**ASSIGNMENT A:**
Starting at the beginning of the stored records below and ending at the line that contains "375L199 367L191 365L176", express those lines of the records as a numbered list. Leave out blank lines and pictures.

[[ EXCERPT PROVIDED, beginning ]]

This powerful work was initially of interest to me for the first three chapters and while reading I diverted to a side study on the “deicide” charge (“The Trial of Jesus” by Haim Cohn, “Who Killed Jesus? Exposing the Roots of Anti-Semitism in the Gospel Story of the Death of Jesus” by J.D. Crosson, and separately several papers on Nostra Aetate). Chapter 4, focusing on the “Shylock” or “Parasite” slur, also brought to this reader much new material and insight helping explain the jealousy / envy of local populations that fed Jew hatred. Chapter 5, on Holocaust denial, examines another stage of antisemitic mythmaking; the authors point out among other things, “… A nationalist Ukrainian newspaper argued that concentration camps were really intended to save Jewish lives—an expression of Nazi humanitarianism….” (page 178); that David Irving (who lost a prominent legal battle to Deborah Lipstadt), “In 1990 … told an audience at Latvian Hall, Toronto, that Jews even had themselves tattooed with numbers to bolster their claims that they were survivors and therefore entitled to compensation” (page 186); and that, of course, “The Diary of Anne Frank” was a fake (page 209). Chapter 6, “Blackwashed”, explores in painful detail how the Nation of Islam (Louis Farrakhan, Muhammad Khallid, et al) and others in the African American community engaged in AS mythmaking and destructive rhetoric. Below are passages that caught this readers attention as particularly noteworthy.

[[ EXCERPT PROVIDED, end ]]

**ASSIGNMENT B:**
Answer these questions from the book review:
(i) Which chapter focuses on the "Shylock" or "Parasite" slur?
(ii) Where did David Irving address an audience in 1990?
(iii) What is the title of Chapter 6?

[[ EXERCISE INPUTS, beginning ]]

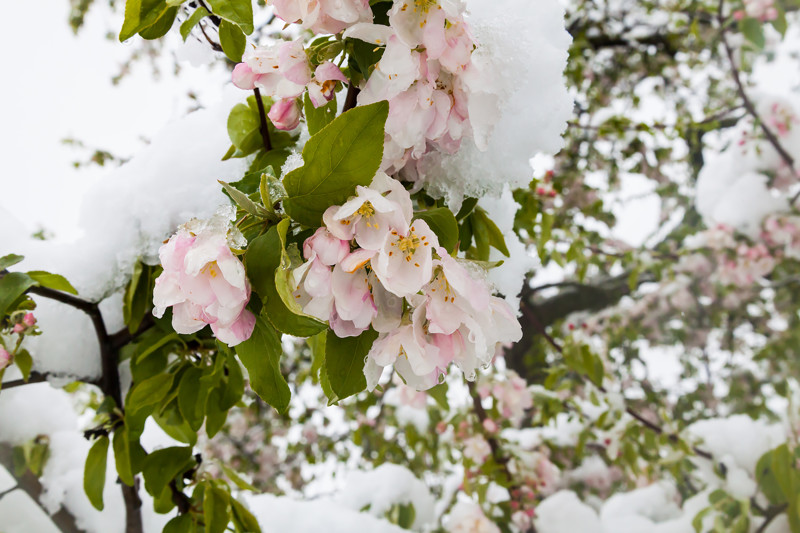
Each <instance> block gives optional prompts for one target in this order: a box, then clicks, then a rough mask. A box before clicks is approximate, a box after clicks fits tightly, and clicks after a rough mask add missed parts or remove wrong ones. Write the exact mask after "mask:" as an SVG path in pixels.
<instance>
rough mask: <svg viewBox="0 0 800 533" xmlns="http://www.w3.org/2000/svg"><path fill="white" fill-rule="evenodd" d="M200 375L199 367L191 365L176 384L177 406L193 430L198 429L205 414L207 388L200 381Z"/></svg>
mask: <svg viewBox="0 0 800 533" xmlns="http://www.w3.org/2000/svg"><path fill="white" fill-rule="evenodd" d="M202 376H203V371H202V370H201V369H199V368H197V367H191V368H189V369H188V370H187V371H186V372H184V373H183V376H181V382H180V385H179V386H178V408H179V409H180V410H181V414H183V418H184V420H186V422H188V423H189V427H190V428H192V430H193V431H198V430H199V429H200V426H202V425H203V419H204V418H205V415H206V401H207V400H208V391H209V388H208V386H207V385H205V383H204V382H202V381H201V379H200V378H201V377H202Z"/></svg>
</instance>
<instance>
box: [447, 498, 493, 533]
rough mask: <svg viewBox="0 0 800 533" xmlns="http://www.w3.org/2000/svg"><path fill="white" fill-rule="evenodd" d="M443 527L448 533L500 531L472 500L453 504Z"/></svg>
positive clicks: (461, 532)
mask: <svg viewBox="0 0 800 533" xmlns="http://www.w3.org/2000/svg"><path fill="white" fill-rule="evenodd" d="M445 527H446V529H447V531H448V533H500V528H499V527H497V526H496V525H495V524H494V523H493V522H492V521H491V520H489V519H488V518H486V515H485V514H483V510H482V509H481V508H480V506H479V505H478V504H476V503H473V502H458V503H457V504H455V505H454V506H453V509H452V510H451V511H450V514H449V515H448V517H447V520H446V525H445Z"/></svg>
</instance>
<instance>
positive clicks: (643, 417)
mask: <svg viewBox="0 0 800 533" xmlns="http://www.w3.org/2000/svg"><path fill="white" fill-rule="evenodd" d="M526 310H527V311H528V312H527V313H526V314H525V316H526V318H528V319H529V320H530V321H531V322H532V323H533V325H534V326H535V327H536V328H537V330H538V331H539V333H541V335H542V336H543V337H544V338H545V339H547V342H548V343H550V345H551V346H552V347H553V348H555V350H556V351H557V352H558V353H560V354H562V355H563V354H564V348H563V347H562V346H561V345H560V344H558V342H556V340H555V339H554V338H553V337H552V336H551V335H550V334H549V333H547V330H546V329H545V327H544V326H543V325H542V323H541V321H539V319H538V317H537V316H536V313H534V312H533V311H531V310H530V309H527V308H526V307H523V312H524V311H526ZM597 388H598V390H599V391H600V392H602V393H604V394H605V393H607V392H608V391H607V390H606V389H605V387H603V386H598V387H597ZM625 412H626V413H628V414H629V415H630V416H631V417H633V418H634V420H636V421H637V422H639V423H640V424H642V425H643V426H645V427H646V428H648V429H650V430H652V431H654V432H655V433H657V434H658V435H665V436H666V437H667V438H668V439H669V440H670V442H676V443H677V442H680V440H681V438H680V437H679V436H678V435H676V434H675V433H667V432H666V431H664V428H662V427H661V426H659V425H658V424H656V423H654V422H651V421H649V420H647V418H645V417H644V416H643V415H642V414H641V413H639V412H638V411H636V410H635V409H633V408H632V407H629V406H626V407H625ZM692 451H694V453H695V454H696V455H698V456H700V457H703V458H704V459H708V460H713V458H714V457H713V456H712V455H711V453H709V452H707V451H706V450H703V449H702V448H698V447H696V446H692Z"/></svg>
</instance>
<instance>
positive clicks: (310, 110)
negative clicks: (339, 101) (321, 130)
mask: <svg viewBox="0 0 800 533" xmlns="http://www.w3.org/2000/svg"><path fill="white" fill-rule="evenodd" d="M303 114H304V115H305V116H306V125H308V133H309V134H310V135H316V134H317V132H318V131H320V130H322V129H323V128H324V127H325V126H327V125H328V124H330V123H331V122H332V121H333V119H334V118H336V99H335V98H334V99H333V100H331V101H330V102H328V103H327V104H325V105H323V106H320V107H314V104H313V103H312V102H311V98H309V96H308V93H306V94H305V95H304V96H303Z"/></svg>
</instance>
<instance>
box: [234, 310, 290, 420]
mask: <svg viewBox="0 0 800 533" xmlns="http://www.w3.org/2000/svg"><path fill="white" fill-rule="evenodd" d="M282 353H283V348H282V346H281V339H280V336H279V335H278V332H277V331H275V328H274V327H272V325H270V324H269V323H268V322H267V321H266V320H265V319H264V317H261V316H259V317H257V319H256V326H255V329H254V330H253V334H252V335H251V336H250V338H249V339H247V340H246V341H244V342H242V343H240V344H238V345H237V346H236V354H237V355H238V356H239V359H241V361H242V364H243V365H244V366H245V368H246V369H247V372H248V374H249V375H250V386H251V387H252V389H253V391H254V392H255V393H256V394H258V395H259V396H260V397H261V399H262V400H264V401H265V402H267V403H268V404H270V405H271V406H272V407H274V408H275V409H276V410H277V411H278V412H280V413H283V412H286V409H288V408H289V399H290V398H291V395H292V393H291V391H290V390H289V385H288V384H287V383H286V379H285V378H284V377H283V374H282V373H281V366H280V360H281V355H282Z"/></svg>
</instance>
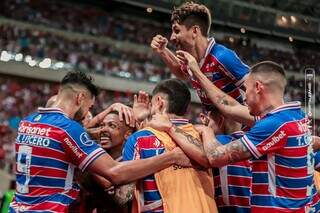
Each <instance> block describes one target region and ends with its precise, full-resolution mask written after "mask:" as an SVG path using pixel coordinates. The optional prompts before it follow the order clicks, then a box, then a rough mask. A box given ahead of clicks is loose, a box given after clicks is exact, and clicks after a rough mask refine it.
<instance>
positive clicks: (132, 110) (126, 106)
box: [110, 103, 135, 127]
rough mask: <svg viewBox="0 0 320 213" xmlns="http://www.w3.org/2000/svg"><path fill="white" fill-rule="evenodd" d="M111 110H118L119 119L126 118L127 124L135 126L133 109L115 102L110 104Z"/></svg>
mask: <svg viewBox="0 0 320 213" xmlns="http://www.w3.org/2000/svg"><path fill="white" fill-rule="evenodd" d="M110 110H111V111H117V112H118V113H119V120H120V121H123V120H125V122H126V124H127V125H129V126H131V127H134V126H135V120H134V116H133V109H132V108H131V107H128V106H126V105H124V104H121V103H114V104H112V105H111V106H110Z"/></svg>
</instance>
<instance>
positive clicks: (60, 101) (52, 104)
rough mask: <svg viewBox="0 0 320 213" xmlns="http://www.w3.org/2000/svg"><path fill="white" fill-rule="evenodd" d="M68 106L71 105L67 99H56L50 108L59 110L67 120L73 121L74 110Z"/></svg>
mask: <svg viewBox="0 0 320 213" xmlns="http://www.w3.org/2000/svg"><path fill="white" fill-rule="evenodd" d="M70 106H72V103H71V102H70V101H69V100H68V99H62V98H57V100H56V101H55V102H54V103H53V104H52V106H51V107H53V108H54V107H56V108H59V109H61V110H62V111H63V112H64V113H65V114H66V115H67V116H68V117H69V118H71V119H73V118H74V115H75V110H74V107H70Z"/></svg>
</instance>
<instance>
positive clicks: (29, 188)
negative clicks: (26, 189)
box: [28, 186, 64, 196]
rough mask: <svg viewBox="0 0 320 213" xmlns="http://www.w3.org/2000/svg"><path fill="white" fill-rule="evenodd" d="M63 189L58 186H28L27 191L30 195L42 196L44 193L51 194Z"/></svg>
mask: <svg viewBox="0 0 320 213" xmlns="http://www.w3.org/2000/svg"><path fill="white" fill-rule="evenodd" d="M63 191H64V189H62V188H61V189H59V188H54V189H52V188H48V187H39V186H29V193H28V195H30V196H44V195H52V194H57V193H61V192H63Z"/></svg>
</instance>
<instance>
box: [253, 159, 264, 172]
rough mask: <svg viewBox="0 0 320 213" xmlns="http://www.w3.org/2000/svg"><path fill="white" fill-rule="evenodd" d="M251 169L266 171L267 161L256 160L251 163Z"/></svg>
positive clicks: (261, 171) (254, 169)
mask: <svg viewBox="0 0 320 213" xmlns="http://www.w3.org/2000/svg"><path fill="white" fill-rule="evenodd" d="M252 171H259V172H268V163H267V161H264V160H259V161H258V160H257V161H255V162H254V163H253V164H252Z"/></svg>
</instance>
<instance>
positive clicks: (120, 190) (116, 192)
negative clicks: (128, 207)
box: [114, 183, 136, 206]
mask: <svg viewBox="0 0 320 213" xmlns="http://www.w3.org/2000/svg"><path fill="white" fill-rule="evenodd" d="M135 186H136V184H135V183H130V184H127V185H123V186H119V187H118V188H116V189H115V194H114V200H115V201H116V202H117V203H118V204H119V205H121V206H122V205H124V204H126V203H127V202H129V201H130V200H132V198H133V194H134V189H135Z"/></svg>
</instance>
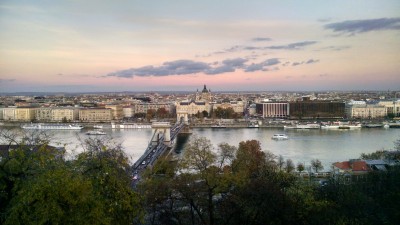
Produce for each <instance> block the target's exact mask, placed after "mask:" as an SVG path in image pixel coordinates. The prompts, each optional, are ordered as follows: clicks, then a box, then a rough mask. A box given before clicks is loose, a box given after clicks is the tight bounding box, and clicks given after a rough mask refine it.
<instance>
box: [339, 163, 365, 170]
mask: <svg viewBox="0 0 400 225" xmlns="http://www.w3.org/2000/svg"><path fill="white" fill-rule="evenodd" d="M333 166H335V167H337V168H339V169H341V170H352V171H368V166H367V163H366V162H365V161H353V162H351V163H350V161H344V162H336V163H334V164H333Z"/></svg>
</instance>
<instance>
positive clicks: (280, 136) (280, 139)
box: [271, 134, 289, 140]
mask: <svg viewBox="0 0 400 225" xmlns="http://www.w3.org/2000/svg"><path fill="white" fill-rule="evenodd" d="M271 139H273V140H287V139H289V137H288V136H287V135H286V134H274V135H273V136H272V137H271Z"/></svg>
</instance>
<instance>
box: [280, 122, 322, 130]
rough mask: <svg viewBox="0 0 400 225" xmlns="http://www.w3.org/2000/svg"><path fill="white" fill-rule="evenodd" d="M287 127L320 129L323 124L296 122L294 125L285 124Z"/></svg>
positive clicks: (292, 127)
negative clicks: (294, 124) (320, 125)
mask: <svg viewBox="0 0 400 225" xmlns="http://www.w3.org/2000/svg"><path fill="white" fill-rule="evenodd" d="M283 128H285V129H319V128H321V126H320V125H319V124H316V123H307V124H295V125H292V126H283Z"/></svg>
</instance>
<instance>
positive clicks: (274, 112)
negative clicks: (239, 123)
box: [256, 102, 289, 118]
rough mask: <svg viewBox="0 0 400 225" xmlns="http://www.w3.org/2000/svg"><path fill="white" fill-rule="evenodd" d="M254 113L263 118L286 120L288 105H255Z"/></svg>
mask: <svg viewBox="0 0 400 225" xmlns="http://www.w3.org/2000/svg"><path fill="white" fill-rule="evenodd" d="M256 113H257V114H258V115H261V116H262V117H263V118H286V117H288V116H289V104H288V103H287V102H262V103H256Z"/></svg>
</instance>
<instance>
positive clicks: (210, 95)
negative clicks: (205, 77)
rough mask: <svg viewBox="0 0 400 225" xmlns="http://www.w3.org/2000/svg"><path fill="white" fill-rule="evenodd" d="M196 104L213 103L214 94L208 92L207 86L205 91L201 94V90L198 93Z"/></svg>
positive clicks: (197, 93)
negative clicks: (196, 103)
mask: <svg viewBox="0 0 400 225" xmlns="http://www.w3.org/2000/svg"><path fill="white" fill-rule="evenodd" d="M195 101H196V102H211V101H212V94H211V90H207V86H206V85H204V88H203V90H202V91H201V92H200V93H199V90H197V92H196V96H195Z"/></svg>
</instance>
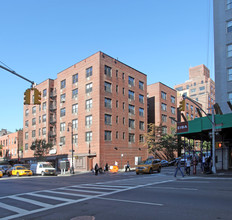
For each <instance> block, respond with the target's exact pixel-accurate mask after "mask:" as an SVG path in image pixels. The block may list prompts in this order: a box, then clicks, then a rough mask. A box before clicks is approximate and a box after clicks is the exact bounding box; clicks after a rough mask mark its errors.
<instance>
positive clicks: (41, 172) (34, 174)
mask: <svg viewBox="0 0 232 220" xmlns="http://www.w3.org/2000/svg"><path fill="white" fill-rule="evenodd" d="M30 170H31V171H32V172H33V175H36V174H41V175H42V176H44V175H56V169H55V168H54V167H53V166H52V165H51V163H49V162H38V163H34V164H31V169H30Z"/></svg>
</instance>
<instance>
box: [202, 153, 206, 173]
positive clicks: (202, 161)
mask: <svg viewBox="0 0 232 220" xmlns="http://www.w3.org/2000/svg"><path fill="white" fill-rule="evenodd" d="M204 169H205V154H203V157H202V159H201V170H202V172H204Z"/></svg>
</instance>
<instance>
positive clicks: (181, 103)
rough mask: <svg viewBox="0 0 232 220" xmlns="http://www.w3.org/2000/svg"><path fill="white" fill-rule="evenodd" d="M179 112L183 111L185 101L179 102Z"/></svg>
mask: <svg viewBox="0 0 232 220" xmlns="http://www.w3.org/2000/svg"><path fill="white" fill-rule="evenodd" d="M179 110H180V111H185V99H183V100H182V101H180V104H179Z"/></svg>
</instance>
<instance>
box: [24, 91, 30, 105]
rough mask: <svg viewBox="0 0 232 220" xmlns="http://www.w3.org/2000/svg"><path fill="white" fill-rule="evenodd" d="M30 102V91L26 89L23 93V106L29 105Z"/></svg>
mask: <svg viewBox="0 0 232 220" xmlns="http://www.w3.org/2000/svg"><path fill="white" fill-rule="evenodd" d="M30 101H31V90H30V89H27V90H26V92H24V105H30Z"/></svg>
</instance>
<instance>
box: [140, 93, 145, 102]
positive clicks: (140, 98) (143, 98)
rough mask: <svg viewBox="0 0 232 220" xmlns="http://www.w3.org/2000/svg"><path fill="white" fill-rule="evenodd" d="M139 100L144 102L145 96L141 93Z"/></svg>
mask: <svg viewBox="0 0 232 220" xmlns="http://www.w3.org/2000/svg"><path fill="white" fill-rule="evenodd" d="M139 102H140V103H142V104H143V103H144V96H143V95H141V94H139Z"/></svg>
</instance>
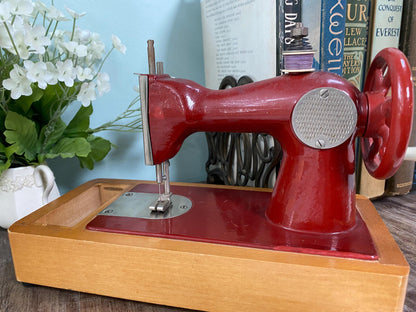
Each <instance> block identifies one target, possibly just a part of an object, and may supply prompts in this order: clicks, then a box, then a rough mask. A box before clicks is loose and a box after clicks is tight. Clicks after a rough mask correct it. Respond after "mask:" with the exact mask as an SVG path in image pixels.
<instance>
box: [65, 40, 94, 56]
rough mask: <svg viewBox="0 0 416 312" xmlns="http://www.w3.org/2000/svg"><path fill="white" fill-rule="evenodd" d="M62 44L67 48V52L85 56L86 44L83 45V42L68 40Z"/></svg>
mask: <svg viewBox="0 0 416 312" xmlns="http://www.w3.org/2000/svg"><path fill="white" fill-rule="evenodd" d="M62 46H63V47H64V48H65V49H66V50H68V52H69V53H70V54H71V55H72V54H75V55H76V56H78V57H84V56H87V50H88V48H87V46H85V45H83V44H78V43H77V42H75V41H68V42H63V43H62Z"/></svg>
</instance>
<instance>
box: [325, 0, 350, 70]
mask: <svg viewBox="0 0 416 312" xmlns="http://www.w3.org/2000/svg"><path fill="white" fill-rule="evenodd" d="M346 8H347V0H322V7H321V48H320V66H321V70H323V71H328V72H331V73H334V74H337V75H340V76H342V65H343V61H344V39H345V18H346Z"/></svg>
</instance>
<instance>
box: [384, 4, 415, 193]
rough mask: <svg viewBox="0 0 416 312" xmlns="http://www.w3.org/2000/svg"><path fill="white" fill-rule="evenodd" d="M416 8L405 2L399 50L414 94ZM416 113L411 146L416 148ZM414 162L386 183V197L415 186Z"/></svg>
mask: <svg viewBox="0 0 416 312" xmlns="http://www.w3.org/2000/svg"><path fill="white" fill-rule="evenodd" d="M415 40H416V6H415V5H414V0H403V12H402V23H401V26H400V40H399V48H400V50H402V51H403V53H404V54H405V55H406V56H407V59H408V61H409V64H410V68H411V70H412V76H413V93H415V92H416V48H415V47H414V43H415ZM415 117H416V116H415V112H414V113H413V129H412V134H411V136H410V142H409V146H413V147H414V146H416V127H415V121H416V119H415ZM414 170H415V162H414V161H404V162H403V163H402V165H401V166H400V168H399V170H398V171H397V172H396V174H395V175H394V176H393V177H391V178H390V179H388V180H387V181H386V190H385V195H387V196H390V195H403V194H407V193H409V192H410V191H411V190H412V188H413V184H414Z"/></svg>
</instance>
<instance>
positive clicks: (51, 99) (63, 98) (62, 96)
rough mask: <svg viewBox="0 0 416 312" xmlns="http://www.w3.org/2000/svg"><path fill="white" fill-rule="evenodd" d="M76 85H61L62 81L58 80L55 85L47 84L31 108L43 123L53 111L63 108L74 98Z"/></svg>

[[ EXERCISE INPUTS, end ]]

**WORKED SOLUTION A:**
1. Each <instance> block gives optional prompts for one target in this order: a box, then clicks, then a rough mask. A box before clicks is approximate, a box after clicks fits tightly, and clicks after a rough mask add missed parts or remove wrong ones. Write the exact mask after "mask:" as an SVG path in pixels.
2. <instance>
3. rough mask: <svg viewBox="0 0 800 533" xmlns="http://www.w3.org/2000/svg"><path fill="white" fill-rule="evenodd" d="M200 375L199 367L191 365L176 384L177 406L193 430L198 429L205 414L207 388L200 381Z"/></svg>

**WORKED SOLUTION B:**
(i) Chapter 4
(ii) At Latvian Hall, Toronto
(iii) "Blackwashed"